▶ **Entries from a dataset**:

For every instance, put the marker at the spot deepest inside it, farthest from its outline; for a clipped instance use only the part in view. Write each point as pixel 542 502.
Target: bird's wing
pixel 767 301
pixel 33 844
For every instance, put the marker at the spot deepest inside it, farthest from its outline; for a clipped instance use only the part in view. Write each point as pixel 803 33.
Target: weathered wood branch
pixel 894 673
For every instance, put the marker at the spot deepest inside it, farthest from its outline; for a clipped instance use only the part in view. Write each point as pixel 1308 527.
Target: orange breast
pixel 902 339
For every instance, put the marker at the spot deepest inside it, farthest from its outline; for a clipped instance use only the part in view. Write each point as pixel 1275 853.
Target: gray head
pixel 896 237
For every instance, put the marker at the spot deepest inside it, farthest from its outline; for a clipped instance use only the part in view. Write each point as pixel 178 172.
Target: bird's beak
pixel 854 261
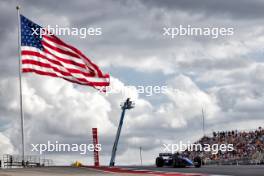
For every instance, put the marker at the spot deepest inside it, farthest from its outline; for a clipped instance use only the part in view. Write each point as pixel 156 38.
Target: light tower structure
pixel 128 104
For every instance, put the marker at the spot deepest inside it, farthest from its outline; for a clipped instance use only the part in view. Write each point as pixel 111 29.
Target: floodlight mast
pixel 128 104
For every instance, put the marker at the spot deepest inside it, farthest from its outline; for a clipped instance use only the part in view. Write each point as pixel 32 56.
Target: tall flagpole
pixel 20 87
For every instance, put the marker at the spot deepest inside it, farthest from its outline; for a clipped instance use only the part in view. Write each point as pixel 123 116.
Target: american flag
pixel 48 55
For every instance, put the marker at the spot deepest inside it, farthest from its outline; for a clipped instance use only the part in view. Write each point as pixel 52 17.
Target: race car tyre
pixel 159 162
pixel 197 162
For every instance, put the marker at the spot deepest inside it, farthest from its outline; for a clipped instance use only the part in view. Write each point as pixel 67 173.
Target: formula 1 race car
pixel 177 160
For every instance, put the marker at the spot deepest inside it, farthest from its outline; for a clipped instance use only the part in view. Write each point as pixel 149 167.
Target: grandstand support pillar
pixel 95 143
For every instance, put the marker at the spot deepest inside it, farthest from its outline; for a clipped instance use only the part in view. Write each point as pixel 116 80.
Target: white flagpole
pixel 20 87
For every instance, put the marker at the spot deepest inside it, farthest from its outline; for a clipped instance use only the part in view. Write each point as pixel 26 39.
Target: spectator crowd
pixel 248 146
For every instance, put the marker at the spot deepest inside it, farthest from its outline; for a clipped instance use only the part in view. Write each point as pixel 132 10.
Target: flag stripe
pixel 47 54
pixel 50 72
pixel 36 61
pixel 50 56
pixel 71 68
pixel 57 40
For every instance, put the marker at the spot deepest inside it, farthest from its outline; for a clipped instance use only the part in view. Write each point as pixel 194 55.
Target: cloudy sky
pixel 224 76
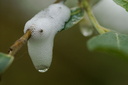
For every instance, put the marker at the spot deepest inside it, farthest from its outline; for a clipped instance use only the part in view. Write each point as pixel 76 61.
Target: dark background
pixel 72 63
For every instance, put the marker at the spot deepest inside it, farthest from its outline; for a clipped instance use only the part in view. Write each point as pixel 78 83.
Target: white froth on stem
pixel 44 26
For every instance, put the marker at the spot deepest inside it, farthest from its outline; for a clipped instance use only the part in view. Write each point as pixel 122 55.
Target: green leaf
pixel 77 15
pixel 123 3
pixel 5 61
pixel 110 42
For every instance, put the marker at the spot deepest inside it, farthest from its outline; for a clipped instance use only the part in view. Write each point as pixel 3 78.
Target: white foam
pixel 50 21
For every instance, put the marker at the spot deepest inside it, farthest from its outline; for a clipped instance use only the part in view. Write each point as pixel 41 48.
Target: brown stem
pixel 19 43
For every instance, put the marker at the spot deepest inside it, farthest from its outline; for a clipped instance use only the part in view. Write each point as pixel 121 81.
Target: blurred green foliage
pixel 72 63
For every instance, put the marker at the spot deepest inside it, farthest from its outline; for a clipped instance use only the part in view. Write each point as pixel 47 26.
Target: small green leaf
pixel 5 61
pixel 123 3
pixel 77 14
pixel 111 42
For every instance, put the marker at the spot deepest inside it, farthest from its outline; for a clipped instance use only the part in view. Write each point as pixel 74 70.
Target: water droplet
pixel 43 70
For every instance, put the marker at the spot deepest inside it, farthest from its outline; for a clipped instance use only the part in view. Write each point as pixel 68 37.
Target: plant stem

---

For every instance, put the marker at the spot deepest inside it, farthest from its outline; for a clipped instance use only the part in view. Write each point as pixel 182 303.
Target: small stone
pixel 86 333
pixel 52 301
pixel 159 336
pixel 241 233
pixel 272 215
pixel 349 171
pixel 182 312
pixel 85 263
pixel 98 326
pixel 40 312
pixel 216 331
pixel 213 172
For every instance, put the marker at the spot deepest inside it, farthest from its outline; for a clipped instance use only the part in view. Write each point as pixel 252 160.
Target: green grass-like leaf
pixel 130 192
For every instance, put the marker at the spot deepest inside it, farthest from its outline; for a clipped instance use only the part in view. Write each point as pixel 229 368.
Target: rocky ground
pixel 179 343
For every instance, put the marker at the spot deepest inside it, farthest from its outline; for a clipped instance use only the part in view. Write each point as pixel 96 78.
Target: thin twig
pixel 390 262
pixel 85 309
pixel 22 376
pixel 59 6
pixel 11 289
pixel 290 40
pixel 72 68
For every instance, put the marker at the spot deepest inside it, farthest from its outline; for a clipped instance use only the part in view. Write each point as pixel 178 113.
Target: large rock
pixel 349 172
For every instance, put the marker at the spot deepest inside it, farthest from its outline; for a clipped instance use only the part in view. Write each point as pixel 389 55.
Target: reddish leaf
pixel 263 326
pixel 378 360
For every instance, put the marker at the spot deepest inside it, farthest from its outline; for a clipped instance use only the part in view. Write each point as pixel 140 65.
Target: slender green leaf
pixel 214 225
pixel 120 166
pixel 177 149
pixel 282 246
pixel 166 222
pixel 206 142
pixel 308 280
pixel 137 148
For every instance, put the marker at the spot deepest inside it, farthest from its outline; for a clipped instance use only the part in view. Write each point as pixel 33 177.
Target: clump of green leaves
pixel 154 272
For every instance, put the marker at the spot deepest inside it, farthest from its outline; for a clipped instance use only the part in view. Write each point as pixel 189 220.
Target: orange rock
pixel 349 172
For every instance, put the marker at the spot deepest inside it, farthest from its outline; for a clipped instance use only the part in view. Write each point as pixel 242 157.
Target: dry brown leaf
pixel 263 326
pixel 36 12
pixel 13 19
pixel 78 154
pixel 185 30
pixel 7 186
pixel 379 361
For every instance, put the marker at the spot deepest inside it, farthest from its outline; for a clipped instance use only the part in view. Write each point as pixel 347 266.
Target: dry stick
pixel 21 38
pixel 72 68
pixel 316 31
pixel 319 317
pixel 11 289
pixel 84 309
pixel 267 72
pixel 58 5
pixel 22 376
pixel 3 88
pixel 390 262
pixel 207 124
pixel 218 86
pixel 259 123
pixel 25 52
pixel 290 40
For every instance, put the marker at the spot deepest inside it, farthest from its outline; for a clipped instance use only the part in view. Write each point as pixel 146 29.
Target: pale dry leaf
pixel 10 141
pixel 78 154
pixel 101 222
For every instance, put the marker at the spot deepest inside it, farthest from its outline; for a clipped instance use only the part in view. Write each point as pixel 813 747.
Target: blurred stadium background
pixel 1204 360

▶ **Work to complete**: Reproduce the lines of the material word for word, starting with the line containing "pixel 26 39." and continuing through the line containing "pixel 248 146", both included.

▶ **Answer to this task**:
For every instance, put the marker at the spot deepest inside it, farthest from its outline; for a clipped instance use only the part in view. Write each point as pixel 26 39.
Target: spectator crowd
pixel 248 146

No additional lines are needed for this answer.